_The problem_. Convert the material below into a JSON list of strings, with one string per line and no blank lines.

_Data to process_.
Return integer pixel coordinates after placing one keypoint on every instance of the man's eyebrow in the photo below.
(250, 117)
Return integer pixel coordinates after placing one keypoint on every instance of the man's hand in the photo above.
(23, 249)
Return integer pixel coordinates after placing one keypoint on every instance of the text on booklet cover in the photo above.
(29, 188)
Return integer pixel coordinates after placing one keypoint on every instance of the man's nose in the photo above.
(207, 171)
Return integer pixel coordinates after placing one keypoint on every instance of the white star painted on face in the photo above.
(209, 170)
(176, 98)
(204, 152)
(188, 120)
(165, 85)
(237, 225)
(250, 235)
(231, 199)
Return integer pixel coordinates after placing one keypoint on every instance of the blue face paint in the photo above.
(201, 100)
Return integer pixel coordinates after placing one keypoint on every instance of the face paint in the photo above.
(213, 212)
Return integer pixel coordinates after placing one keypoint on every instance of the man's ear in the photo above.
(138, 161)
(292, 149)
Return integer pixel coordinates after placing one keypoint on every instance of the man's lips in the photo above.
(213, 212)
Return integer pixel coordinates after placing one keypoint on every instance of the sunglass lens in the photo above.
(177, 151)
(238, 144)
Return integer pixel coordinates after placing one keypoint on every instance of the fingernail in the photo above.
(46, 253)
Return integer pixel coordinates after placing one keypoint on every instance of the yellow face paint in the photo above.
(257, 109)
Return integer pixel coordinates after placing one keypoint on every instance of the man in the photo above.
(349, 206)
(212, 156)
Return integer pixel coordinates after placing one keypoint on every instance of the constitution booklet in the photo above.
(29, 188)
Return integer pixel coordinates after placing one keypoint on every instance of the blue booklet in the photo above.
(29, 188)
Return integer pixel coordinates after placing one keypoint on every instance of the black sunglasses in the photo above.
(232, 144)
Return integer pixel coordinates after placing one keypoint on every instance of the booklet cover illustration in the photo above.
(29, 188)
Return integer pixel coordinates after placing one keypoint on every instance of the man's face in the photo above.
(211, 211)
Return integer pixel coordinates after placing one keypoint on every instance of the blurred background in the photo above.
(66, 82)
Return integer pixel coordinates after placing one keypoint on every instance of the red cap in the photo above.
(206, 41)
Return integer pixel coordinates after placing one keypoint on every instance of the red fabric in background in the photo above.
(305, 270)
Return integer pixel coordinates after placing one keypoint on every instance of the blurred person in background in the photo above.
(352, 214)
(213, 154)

_Written response_.
[
  "Return integer pixel coordinates after placing one keypoint on every instance of the man's eyebrow in the photo below.",
  "(250, 117)",
  "Return integer pixel coordinates after placing one keypoint on every instance of the man's hand in the photo above.",
  "(23, 249)",
  "Return integer pixel coordinates after placing one keypoint on every instance of the text on booklet cover in the photo above.",
  "(29, 188)",
  "Return integer pixel coordinates after placing one keypoint on every instance of the man's nose in the photo above.",
  "(207, 171)",
  "Return integer pixel coordinates after placing one keypoint on every instance of the white star painted on face in the photo above.",
  "(209, 170)",
  "(176, 98)",
  "(204, 152)",
  "(188, 120)",
  "(165, 85)",
  "(237, 225)",
  "(250, 235)",
  "(231, 199)",
  "Return integer pixel coordinates after placing one keypoint on every instance of the blue face paint in the photo above.",
  "(201, 100)",
  "Return integer pixel coordinates after placing one keypoint on every instance of the face paint in the photo above.",
  "(213, 212)",
  "Return integer pixel coordinates after placing one keypoint on every instance of the man's ear in the photo above.",
  "(138, 161)",
  "(292, 149)",
  "Return integer pixel coordinates after placing one keypoint on every instance of the man's lips in the photo above.",
  "(213, 212)",
  "Return integer pixel coordinates after placing one keypoint on every instance of the sunglass lens in the photo above.",
  "(177, 151)",
  "(238, 144)",
  "Return integer pixel coordinates after placing one keypoint on every instance of the fingernail in the photo above.",
  "(46, 253)",
  "Return integer pixel coordinates after placing one keypoint on every instance of the yellow face paint in the photo above.",
  "(257, 109)",
  "Return integer pixel coordinates after placing one keypoint on every instance of the man in the photo above.",
  "(349, 206)",
  "(212, 156)",
  "Return integer pixel coordinates after placing one keypoint on every instance of the constitution booklet in the photo above.",
  "(29, 188)",
  "Return integer pixel coordinates after placing one keypoint on every instance of the blue booklet in the photo above.",
  "(29, 188)",
  "Return integer pixel coordinates after placing one keypoint on every instance of the black sunglasses in the photo above.",
  "(232, 144)",
  "Return integer pixel coordinates after placing one keypoint on every instance of the booklet cover illustration in the photo above.",
  "(29, 188)",
  "Return integer pixel coordinates after placing one keypoint on every instance of the man's face in the photo above.",
  "(211, 211)",
  "Return integer pixel coordinates after placing one keypoint on every instance of the blurred background in the photo above.",
  "(66, 82)",
  "Return integer pixel coordinates after placing one keypoint on every instance of the red cap in the photo above.",
  "(206, 41)",
  "Return integer pixel coordinates after placing one keypoint on every instance of the red fabric in background in the photo above.",
  "(305, 270)",
  "Return integer pixel coordinates after placing one keypoint on every instance of the blurred person in background in the photo above.",
  "(352, 214)",
  "(213, 154)"
]